* _TEXTO MOSTRADO_

=-=-=-=-=

-gAZeta-
En la recta final de una decisiva carrera para elegir al próximo presidente de la República, el panorama político en Colombia parece incierto, así como las expectativas sobre el futuro del país para los próximos años. En ese contexto, reina un discurso polarizado políticamente a partir del miedo, en primer lugar, y en algunos sectores más moderados, del rechazo a las posiciones «extremas» de derecha y de izquierda. Así mismo es el espíritu que ronda las conversaciones cotidianas y la información que circula en las redes y en los medios.
En uno de los extremos del panorama electoral, acorde con el rumbo de otros países de América Latina y como consecuencia del fortalecimiento de partidos de centro y de izquierda en el país, surge la posibilidad cierta de elegir un candidato de izquierda, lo que permite visualizar cambios significativos en las políticas sociales y económicas vigentes. Esto se traduce en una amenaza para el statu quo en un país históricamente dominado por posiciones de derecha y, por ende, se refleja también en la propagación de los temores que surgen de allí en las campañas, a través de las redes y de los medios de comunicación que en su mayoría son afines a los sectores tradicionalmente dominantes.
En ese contexto, el recurso más utilizado como estrategia electoral en contra de la posibilidad de un gobierno de izquierda, ha sido el fantasma de la crisis económica y social de Venezuela, la cual se atribuye a lo que se ha bautizado como el modelo «castro-chavista»; y que coincide, además, con la compleja situación que representa para Colombia el enorme flujo de venezolanos que han venido llegando con la agudización de dicha crisis. Según datos de Migración Colombia, en 2017 llegaron para quedarse en el país 926 000 personas provenientes de Venezuela. El temor al castro-chavismo fue también el principal argumento en contra de la refrendación de los acuerdos de paz, que alimentó en su momento la campaña del NO, el cual se impuso con un margen muy pequeño en el plebiscito de octubre de 2016.

=-=-=-=-=

* _TAREAS_
(A) Enumera todos los nombres de países o regiones que aparecen en el texto sobre las elecciones en Colombia.
(B) Prosigue el texto sobre las elecciones en Colombia a partir de su última oración.
Los registros proceden de una fuente distinta a la del texto.

=-=-=-=-=

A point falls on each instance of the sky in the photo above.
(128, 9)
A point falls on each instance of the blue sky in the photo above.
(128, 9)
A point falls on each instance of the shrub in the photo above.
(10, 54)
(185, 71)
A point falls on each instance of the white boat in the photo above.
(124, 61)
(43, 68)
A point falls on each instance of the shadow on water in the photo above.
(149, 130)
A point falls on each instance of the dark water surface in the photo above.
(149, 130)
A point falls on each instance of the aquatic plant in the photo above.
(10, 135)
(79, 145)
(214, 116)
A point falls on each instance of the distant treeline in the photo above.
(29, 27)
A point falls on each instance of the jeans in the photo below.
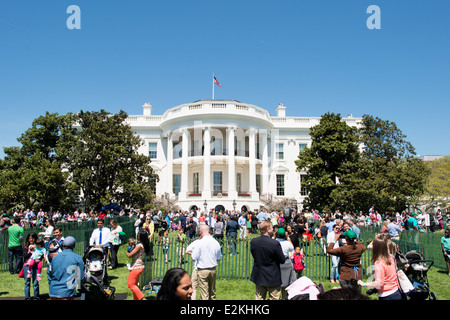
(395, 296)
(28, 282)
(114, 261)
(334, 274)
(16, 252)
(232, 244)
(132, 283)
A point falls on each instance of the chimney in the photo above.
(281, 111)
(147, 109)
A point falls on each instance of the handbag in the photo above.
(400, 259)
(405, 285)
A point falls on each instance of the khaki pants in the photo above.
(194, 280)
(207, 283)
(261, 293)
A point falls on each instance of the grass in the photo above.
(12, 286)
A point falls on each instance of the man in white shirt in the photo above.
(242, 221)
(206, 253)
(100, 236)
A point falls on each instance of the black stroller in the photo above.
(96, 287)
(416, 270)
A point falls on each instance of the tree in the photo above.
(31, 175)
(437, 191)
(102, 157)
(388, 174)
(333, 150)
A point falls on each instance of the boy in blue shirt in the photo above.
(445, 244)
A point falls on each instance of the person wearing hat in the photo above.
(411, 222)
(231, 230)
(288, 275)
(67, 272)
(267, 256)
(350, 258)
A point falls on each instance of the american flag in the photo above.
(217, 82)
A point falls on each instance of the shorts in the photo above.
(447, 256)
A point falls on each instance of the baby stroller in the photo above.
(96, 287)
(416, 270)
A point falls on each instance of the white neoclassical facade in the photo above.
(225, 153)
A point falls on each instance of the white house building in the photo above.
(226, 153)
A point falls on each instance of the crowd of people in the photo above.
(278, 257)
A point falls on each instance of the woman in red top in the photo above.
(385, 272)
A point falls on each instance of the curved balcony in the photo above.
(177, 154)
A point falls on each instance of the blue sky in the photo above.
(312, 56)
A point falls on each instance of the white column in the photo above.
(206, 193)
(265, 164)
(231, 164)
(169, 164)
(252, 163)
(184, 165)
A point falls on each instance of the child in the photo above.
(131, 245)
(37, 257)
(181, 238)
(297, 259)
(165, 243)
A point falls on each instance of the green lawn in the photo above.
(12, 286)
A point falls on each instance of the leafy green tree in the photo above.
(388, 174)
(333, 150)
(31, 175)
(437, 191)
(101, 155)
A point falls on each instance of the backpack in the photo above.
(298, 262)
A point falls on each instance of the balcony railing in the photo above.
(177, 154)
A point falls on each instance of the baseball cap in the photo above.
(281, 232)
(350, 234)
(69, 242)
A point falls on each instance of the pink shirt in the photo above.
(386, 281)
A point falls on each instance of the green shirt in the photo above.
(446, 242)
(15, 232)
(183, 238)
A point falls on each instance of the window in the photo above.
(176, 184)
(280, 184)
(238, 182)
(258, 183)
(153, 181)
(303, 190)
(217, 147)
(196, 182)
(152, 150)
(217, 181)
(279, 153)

=-=-=-=-=

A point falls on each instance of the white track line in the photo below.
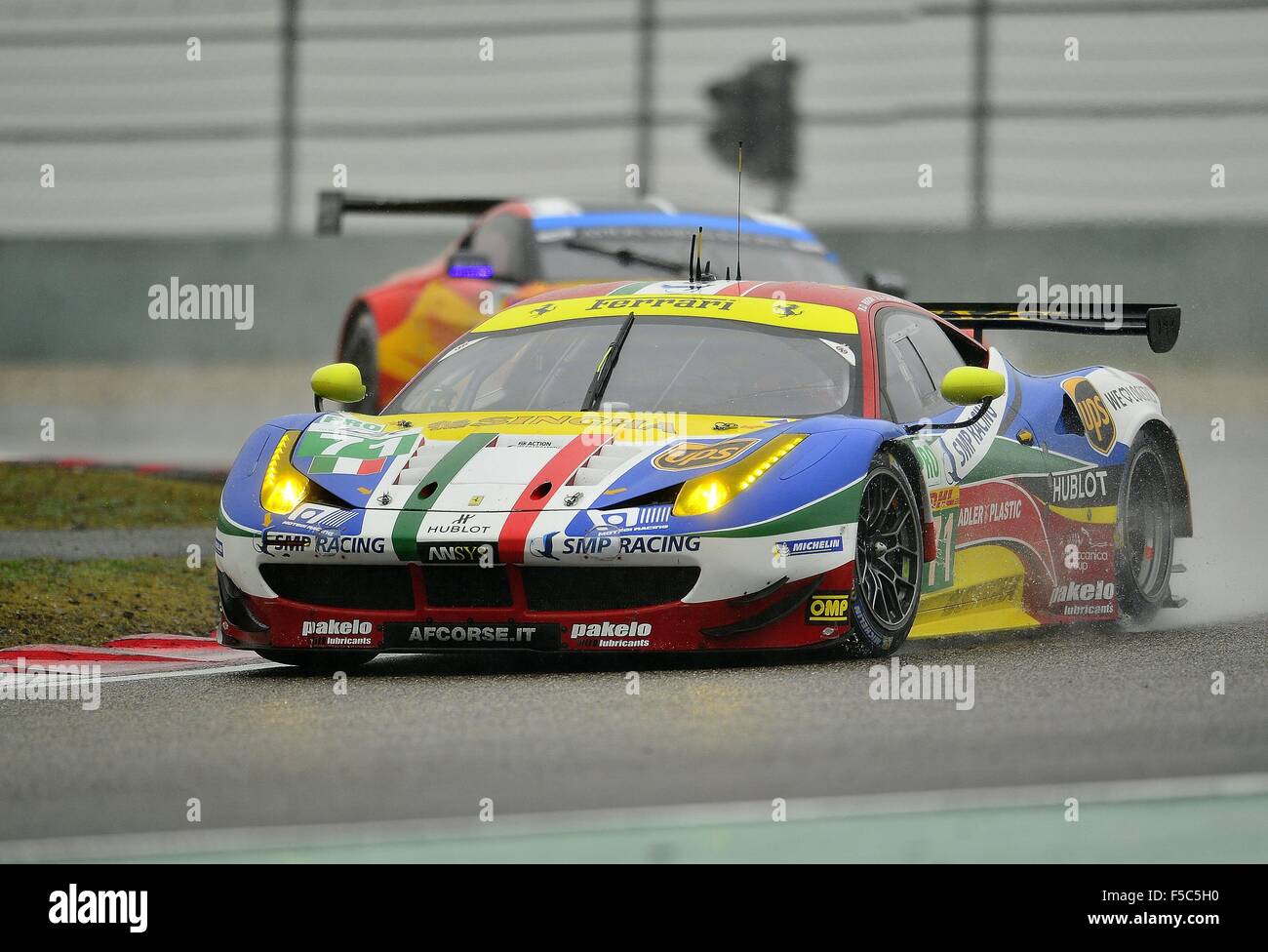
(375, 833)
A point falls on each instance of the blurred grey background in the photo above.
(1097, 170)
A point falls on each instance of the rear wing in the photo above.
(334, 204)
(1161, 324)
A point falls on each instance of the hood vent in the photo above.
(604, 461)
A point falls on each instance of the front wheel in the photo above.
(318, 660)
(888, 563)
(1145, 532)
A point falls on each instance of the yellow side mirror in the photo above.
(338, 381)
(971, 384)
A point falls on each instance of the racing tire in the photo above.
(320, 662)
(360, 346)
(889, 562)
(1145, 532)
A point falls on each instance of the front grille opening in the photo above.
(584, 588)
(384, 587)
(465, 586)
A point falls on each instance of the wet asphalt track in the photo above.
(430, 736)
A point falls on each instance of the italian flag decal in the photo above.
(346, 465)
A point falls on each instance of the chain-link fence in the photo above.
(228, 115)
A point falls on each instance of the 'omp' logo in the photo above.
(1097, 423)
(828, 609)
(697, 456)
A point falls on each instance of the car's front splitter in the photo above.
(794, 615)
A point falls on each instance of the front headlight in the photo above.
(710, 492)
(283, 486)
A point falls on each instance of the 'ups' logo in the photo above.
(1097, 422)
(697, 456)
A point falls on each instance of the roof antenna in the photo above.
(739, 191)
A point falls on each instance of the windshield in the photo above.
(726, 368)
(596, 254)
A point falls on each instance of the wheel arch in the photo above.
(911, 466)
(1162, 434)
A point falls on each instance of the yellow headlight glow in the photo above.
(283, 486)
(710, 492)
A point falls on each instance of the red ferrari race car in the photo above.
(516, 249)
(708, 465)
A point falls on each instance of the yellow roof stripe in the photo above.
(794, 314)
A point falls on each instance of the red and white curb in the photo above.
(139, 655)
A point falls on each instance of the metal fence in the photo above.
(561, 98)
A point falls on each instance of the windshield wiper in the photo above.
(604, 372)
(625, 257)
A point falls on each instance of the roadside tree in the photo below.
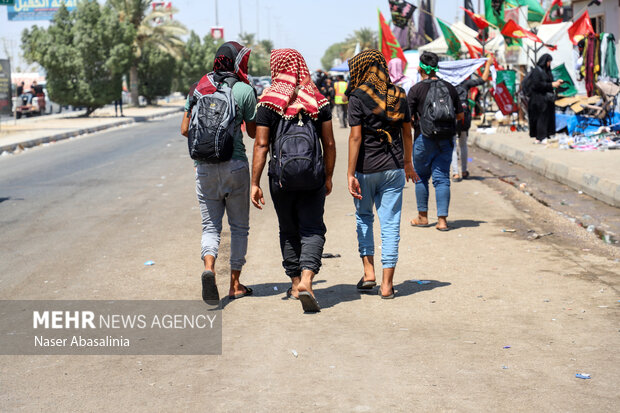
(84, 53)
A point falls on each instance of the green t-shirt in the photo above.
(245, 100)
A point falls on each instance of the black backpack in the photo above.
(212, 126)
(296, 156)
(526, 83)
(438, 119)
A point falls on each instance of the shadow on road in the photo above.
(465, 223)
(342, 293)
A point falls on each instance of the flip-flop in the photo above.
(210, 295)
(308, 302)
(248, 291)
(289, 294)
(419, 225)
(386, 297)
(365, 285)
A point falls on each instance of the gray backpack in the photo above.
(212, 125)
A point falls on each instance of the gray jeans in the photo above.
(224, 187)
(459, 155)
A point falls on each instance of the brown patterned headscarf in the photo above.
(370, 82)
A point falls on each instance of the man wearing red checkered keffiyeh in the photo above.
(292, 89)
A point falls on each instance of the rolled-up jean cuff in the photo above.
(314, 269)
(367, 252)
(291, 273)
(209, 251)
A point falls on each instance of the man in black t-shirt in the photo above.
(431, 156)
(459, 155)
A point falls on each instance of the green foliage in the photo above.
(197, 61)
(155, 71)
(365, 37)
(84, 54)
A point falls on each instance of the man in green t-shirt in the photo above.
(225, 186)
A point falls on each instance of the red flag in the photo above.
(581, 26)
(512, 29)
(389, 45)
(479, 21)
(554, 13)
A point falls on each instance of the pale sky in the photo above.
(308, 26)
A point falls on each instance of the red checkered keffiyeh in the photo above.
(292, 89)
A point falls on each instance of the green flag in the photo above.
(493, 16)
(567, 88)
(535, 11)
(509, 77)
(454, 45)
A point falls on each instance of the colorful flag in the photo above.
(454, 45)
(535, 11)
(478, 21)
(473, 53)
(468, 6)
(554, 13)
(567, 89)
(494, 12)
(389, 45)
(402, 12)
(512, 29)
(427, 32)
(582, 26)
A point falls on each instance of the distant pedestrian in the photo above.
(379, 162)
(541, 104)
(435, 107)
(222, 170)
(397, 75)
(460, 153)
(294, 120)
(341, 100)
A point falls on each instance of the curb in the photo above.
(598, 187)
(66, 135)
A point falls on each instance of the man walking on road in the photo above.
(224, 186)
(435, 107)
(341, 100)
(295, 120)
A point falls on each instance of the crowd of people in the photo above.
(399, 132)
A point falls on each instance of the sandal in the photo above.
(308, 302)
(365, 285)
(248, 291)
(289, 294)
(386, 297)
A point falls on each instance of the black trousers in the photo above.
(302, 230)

=-=-=-=-=

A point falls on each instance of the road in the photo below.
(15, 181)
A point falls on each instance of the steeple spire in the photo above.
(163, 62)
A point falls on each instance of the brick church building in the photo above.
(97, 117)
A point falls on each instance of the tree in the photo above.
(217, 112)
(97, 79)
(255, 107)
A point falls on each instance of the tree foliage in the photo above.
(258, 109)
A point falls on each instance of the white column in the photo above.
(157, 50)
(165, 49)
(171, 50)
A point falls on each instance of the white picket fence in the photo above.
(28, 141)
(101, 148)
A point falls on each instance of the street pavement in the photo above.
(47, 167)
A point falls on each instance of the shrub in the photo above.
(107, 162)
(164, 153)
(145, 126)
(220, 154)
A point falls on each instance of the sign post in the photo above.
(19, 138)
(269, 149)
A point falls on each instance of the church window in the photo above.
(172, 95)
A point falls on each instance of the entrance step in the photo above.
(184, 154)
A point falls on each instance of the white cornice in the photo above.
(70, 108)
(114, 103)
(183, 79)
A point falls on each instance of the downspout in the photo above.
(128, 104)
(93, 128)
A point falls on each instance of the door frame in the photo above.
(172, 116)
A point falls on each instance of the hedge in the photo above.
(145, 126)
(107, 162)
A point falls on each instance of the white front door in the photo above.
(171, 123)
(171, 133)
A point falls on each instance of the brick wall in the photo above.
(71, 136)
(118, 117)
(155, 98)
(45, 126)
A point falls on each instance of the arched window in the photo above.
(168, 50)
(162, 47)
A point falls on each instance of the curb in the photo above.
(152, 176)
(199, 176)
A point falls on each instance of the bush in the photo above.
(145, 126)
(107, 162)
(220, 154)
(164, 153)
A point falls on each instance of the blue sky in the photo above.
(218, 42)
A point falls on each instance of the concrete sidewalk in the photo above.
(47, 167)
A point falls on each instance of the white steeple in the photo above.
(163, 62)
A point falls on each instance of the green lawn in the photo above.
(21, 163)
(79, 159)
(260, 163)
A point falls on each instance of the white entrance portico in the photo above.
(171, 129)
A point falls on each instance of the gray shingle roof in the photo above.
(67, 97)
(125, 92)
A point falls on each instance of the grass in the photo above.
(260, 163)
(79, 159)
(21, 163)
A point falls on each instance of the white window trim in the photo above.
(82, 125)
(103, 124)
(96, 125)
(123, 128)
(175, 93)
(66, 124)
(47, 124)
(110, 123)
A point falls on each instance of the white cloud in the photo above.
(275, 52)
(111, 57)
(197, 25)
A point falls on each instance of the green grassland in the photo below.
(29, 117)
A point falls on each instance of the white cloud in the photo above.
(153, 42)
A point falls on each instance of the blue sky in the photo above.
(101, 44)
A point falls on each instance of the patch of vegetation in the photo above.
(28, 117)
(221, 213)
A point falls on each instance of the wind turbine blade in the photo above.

=-=-=-=-=

* _RESPUESTAS_
(A) Colombia, América Latina, Venezuela

(B)
En esta última línea, que encarna el otro extremo de la política, y de la visión del gobierno y del país, está el candidato que aparece con la mayor intención de voto en las encuestas, que fue designado por el expresidente Álvaro Uribe como representante del Partido Centro Democrático bajo su liderazgo. Esto ha generado una reacción por parte de un sector de la población que teme el retorno del poder de la ultraderecha y de la que se llamó «la política de seguridad democrática». Pero, sobre todo, representa un retroceso significativo para la ya muy lenta y compleja implementación del acuerdo de paz firmado con la guerrilla de las FARC, del que el Centro Democrático ha sido el principal contradictor. Según se refleja en las intervenciones de Iván Duque sobre este tema, una eventual presidencia del Centro Democrático traería consigo reformas muy profundas al acuerdo que harían prácticamente inviable su aplicación.
Entre estos extremos, por otra parte, se encuentran candidatos con posiciones más o menos moderadas, cuyas posibilidades de mantener la candidatura más allá de la primera vuelta electoral, aunque son respetables, en especial en el caso de Sergio Fajardo del Partido Verde, y eventualmente también el de Germán Vargas Lleras del partido Cambio Radical, no parecen al día de hoy tan claras como las de los candidatos Gustavo Petro, del movimiento Colombia Humana, e Iván Duque del Centro Democrático.
Así pues, lo que está en juego como resultado del desenlace del proceso electoral de Colombia representa una gran disyuntiva que marcará el rumbo del país hacia el futuro. De esta disyuntiva quisiera enfatizar algunos puntos que en mi opinión son particularmente importantes y que podrían resultar afectados significativamente dentro del escenario que plantean las distintas visiones de país y las líneas que representan algunos de los candidatos. Dos de ellos tienen que ver con puntos críticos del acuerdo de paz con las FARC y que constituyen deudas sociales históricas.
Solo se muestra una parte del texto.